## Information provided:
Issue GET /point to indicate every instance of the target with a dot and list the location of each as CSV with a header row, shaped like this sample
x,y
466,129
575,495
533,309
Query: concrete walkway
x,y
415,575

## Your instructions:
Retype the records above in full, matching each line exactly.

## Finished task:
Issue GET /point to indicate every instance of the target with a dot and list the location of each as CSV with a header row, shaped like this sample
x,y
466,129
575,495
533,309
Query: concrete walkway
x,y
415,575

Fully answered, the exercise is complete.